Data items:
************

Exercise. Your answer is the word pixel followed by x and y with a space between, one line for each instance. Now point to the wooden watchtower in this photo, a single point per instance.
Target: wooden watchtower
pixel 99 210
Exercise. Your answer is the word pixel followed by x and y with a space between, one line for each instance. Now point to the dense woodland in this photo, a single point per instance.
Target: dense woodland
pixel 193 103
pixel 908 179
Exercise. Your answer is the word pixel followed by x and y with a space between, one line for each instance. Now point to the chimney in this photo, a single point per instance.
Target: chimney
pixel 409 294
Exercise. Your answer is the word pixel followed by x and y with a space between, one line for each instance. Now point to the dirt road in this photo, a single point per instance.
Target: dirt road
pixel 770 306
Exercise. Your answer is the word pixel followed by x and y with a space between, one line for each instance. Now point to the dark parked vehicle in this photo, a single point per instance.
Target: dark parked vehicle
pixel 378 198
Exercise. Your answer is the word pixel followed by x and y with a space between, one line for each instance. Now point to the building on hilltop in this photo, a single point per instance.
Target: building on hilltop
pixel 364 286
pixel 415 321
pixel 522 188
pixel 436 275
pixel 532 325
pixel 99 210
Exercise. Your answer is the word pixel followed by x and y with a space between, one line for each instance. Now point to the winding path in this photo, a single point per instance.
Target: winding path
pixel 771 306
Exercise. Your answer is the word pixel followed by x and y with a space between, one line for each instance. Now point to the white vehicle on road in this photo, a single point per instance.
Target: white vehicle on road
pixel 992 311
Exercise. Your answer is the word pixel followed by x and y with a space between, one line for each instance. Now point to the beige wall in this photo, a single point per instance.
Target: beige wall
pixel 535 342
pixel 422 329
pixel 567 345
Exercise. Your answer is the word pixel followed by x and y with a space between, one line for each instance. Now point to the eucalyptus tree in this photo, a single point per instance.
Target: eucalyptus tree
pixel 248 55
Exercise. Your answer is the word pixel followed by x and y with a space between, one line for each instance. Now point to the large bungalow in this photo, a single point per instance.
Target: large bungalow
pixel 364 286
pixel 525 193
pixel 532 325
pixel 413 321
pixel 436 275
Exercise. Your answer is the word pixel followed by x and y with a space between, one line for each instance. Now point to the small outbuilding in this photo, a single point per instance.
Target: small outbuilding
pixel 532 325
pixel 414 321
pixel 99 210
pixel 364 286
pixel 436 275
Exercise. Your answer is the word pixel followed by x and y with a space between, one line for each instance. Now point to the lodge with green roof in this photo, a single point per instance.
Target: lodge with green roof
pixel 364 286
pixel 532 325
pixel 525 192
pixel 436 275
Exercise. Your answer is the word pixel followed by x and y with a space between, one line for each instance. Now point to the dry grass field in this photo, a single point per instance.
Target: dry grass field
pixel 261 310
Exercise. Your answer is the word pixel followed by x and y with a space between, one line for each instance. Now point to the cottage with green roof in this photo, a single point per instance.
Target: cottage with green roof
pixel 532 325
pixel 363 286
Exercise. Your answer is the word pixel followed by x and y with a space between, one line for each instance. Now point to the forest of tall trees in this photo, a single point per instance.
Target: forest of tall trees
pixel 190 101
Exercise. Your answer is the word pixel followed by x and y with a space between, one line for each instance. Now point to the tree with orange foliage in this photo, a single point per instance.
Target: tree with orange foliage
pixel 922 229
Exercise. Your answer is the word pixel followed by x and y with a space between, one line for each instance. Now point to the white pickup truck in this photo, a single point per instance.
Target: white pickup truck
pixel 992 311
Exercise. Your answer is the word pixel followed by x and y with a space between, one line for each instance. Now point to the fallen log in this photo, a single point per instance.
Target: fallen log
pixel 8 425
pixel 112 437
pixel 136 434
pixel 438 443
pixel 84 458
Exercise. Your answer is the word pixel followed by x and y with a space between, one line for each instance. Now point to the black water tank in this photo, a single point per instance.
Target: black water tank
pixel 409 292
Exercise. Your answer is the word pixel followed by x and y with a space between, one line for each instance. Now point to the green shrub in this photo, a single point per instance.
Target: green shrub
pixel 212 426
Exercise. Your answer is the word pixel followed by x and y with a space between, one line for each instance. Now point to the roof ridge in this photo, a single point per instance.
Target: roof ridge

************

*What is needed*
Above are the records; repeat exactly the lines from the one holding "to the small" down to the one holding "to the lodge", end lines included.

*Result of the exercise*
Exercise. Your answer is the word pixel followed by x and y with a space between, one line for each instance. Now point to the small outbuilding in this photo, a single point per instance.
Target: small outbuilding
pixel 532 325
pixel 414 321
pixel 99 210
pixel 364 286
pixel 436 275
Exercise. Your answer is the word pixel followed by x and y with a space between, one line for each instance. Now point to the lodge with green roof in this photo, a single point per instance.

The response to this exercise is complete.